McDonnell has earned her high perch.
"She's smart enough to determine when there's a
problem and tough enough to make people listen," said Scott
Early, an attorney who was once the general counsel for the Chicago
Board of Trade, where McDonnell also worked.
She
would like to see more women join her. But when Geneva, one of the
city's major proprietary trading firms, wants to fill a job on its
trading staff, one woman applies for every 40 men.
"It's dreary," she said.
An
only child raised in a northwest Chicago neighborhood, Mary Margaret
McDonnell always knew she would end up in the financial world.
She was adept at math. As a youngster she read the stock tables with
her father, James, who directed security for Harris Bank, "the
kind with guns," she explained. McDonnell earned a bachelor's
degree in accounting from Marquette University and an MBA from the
Kellogg School of Management at Northwestern University.
In 1977, she joined the Chicago Board of Trade as an auditor. Two
years later, she became the chief financial and operating officer at
Griffin Trading Co. In 1996, she was offered a job as an executive
vice president helping to launch the Bermuda Commodities Exchange,
an early Internet-based, all-electronic exchange for trading
catastrophic reinsurance risk.
She traded in the old job and her boyfriend for life on a
sun-splashed island.
"It was a huge leap," McDonnell said during an interview
at her offices--sleek and spare and adorned mostly with family
photos. "I'm not a big risk taker, but I was in a rut: the same
job for 17 years; dating the same guy for 10 years."

Jobs:
A. In the McDonnell profile, what job did McDonnell take at the Chicago Board of Trade in 1977?
B. Count the lines in the entries that contain the word "every" and give only the number.
The McDonnell profile has no connection to the entries.

Dataset extract:
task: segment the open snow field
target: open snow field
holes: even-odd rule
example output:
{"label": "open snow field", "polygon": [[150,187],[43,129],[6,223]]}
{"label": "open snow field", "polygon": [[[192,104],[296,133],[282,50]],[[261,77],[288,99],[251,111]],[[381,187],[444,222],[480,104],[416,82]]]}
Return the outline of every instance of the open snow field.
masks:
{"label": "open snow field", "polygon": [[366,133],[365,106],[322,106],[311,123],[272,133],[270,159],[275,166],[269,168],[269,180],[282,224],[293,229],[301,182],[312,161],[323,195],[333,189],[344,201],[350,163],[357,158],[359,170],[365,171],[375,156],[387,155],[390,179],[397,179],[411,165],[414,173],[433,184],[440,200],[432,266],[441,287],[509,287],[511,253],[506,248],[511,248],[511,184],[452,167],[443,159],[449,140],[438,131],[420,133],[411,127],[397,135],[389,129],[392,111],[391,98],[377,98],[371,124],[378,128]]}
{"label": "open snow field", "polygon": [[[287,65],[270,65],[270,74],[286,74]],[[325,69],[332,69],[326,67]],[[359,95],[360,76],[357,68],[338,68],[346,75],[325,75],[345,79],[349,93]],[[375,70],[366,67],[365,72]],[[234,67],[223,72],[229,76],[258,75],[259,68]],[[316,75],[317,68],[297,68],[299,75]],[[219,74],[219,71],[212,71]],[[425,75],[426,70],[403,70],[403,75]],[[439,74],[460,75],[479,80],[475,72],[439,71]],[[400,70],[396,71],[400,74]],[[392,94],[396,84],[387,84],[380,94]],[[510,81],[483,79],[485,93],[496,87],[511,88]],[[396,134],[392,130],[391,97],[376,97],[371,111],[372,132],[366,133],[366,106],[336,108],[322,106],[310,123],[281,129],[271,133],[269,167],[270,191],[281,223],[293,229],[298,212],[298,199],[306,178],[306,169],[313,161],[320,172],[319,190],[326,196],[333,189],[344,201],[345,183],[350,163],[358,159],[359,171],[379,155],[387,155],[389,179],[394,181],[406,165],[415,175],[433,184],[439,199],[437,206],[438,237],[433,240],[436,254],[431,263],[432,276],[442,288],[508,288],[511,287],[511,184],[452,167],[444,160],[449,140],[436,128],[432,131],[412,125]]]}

Expected answers:
A. She joined as an auditor.

B. 1